## Challenge 1
Answer these questions about the error log. Give each answer on its own line, marked with the same letter.
(a) Which action was being dispatched when the error occurred?
(b) What type of exception was thrown?
(c) What number of columns does the log report?
## Challenge 2
Write the next few lines of the error log, following on from its last line.

## Passage provided
BEGIN

E/CursorWindow(32705): Bad request for field slot 0,0. numRows = 0, numColumns = 4
E/jsonstore-core(32705): error while dispatching action "allDirty"
E/jsonstore-core(32705): java.lang.IllegalStateException: get field slot from row 0 col 0 failed
E/jsonstore-core(32705): at net.sqlcipher.CursorWindow.getLong_native(Native Method)
E/jsonstore-core(32705): at net.sqlcipher.CursorWindow.getLong(CursorWindow.java:381)
E/jsonstore-core(32705): at net.sqlcipher.AbstractWindowedCursor.getLong(AbstractWindowedCursor.java:110)
E/jsonstore-core(32705): at net.sqlcipher.AbstractCursor.moveToPosition(AbstractCursor.java:195)
E/jsonstore-core(32705): at net.sqlcipher.AbstractCursor.moveToNext(AbstractCursor.java:257)
E/jsonstore-core(32705): at android.database.CursorWrapper.moveToNext(CursorWrapper.java:166)
E/jsonstore-core(32705): at com.worklight.androidgap.plugin.storage.AllDirtyActionDispatcher$AllDirtyAction.performAction(AllDirtyActionDispatcher.java:148)
E/jsonstore-core(32705): at com.worklight.androidgap.plugin.storage.AllDirtyActionDispatcher$AllDirtyAction.performAction(AllDirtyActionDispatcher.java:119)
E/jsonstore-core(32705): at com.worklight.androidgap.plugin.storage.DatabaseActionDispatcher$Context.performReadableDatabaseAction(DatabaseActionDispatcher.java:141)
E/jsonstore-core(32705): at com.worklight.androidgap.plugin.storage.AllDirtyActionDispatcher.dispatch(AllDirtyActionDispatcher.java:64)

END

## Data segment
BEGIN

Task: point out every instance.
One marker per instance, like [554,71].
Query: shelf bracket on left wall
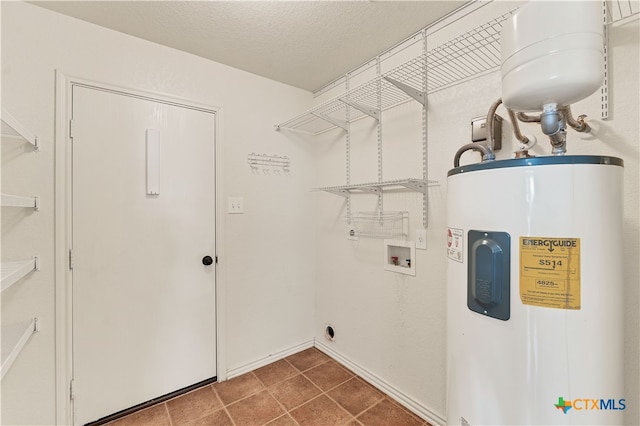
[340,123]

END

## Answer 1
(a) The action "allDirty".
(b) java.lang.IllegalStateException.
(c) 4.

## Answer 2
E/jsonstore-core(32705): at com.worklight.androidgap.plugin.storage.DatabaseActionDispatcher.dispatch(DatabaseActionDispatcher.java:56)
E/jsonstore-core(32705): at com.worklight.androidgap.plugin.storage.BaseActionDispatcher.dispatch(BaseActionDispatcher.java:87)
E/jsonstore-core(32705): at com.worklight.androidgap.plugin.storage.DispatchingPlugin$ActionDispatcherRunnable.run(DispatchingPlugin.java:113)
E/jsonstore-core(32705): at com.worklight.androidgap.plugin.storage.DispatchingPlugin$SerialExecutor$1.run(DispatchingPlugin.java:147)
E/jsonstore-core(32705): at java.util.concurrent.ThreadPoolExecutor.runWorker(ThreadPoolExecutor.java:1076)
E/jsonstore-core(32705): at java.util.concurrent.ThreadPoolExecutor$Worker.run(ThreadPoolExecutor.java:569)
E/jsonstore-core(32705): at java.lang.Thread.run(Thread.java:856)
E/myApp (32705): [wl.jsonstore] {"src":"push","err":8,"msg":"FAILED_TO_GET_UNPUSHED_DOCUMENTS_FROM_DB","col":"Documentos","usr":"jsonstore","doc":{},"res":{}}
I can add the document, the error is executing the push() method.
All the information I have seen in stackoverflow and infocenter about JSONStore is that there is no size limit. I have more than enough free space in my mobile.
Any idea?
Thank you.

"Don't store blobs [...] in your database. Store identifiers in your database and put the blobs as files onto the storage." - Source
Cordova has a File API you can use.
Here's a quick example:
//Code to write customer-1-file1.ppt and customer-1-file2.ppt to disk.
//See Cordova's File API.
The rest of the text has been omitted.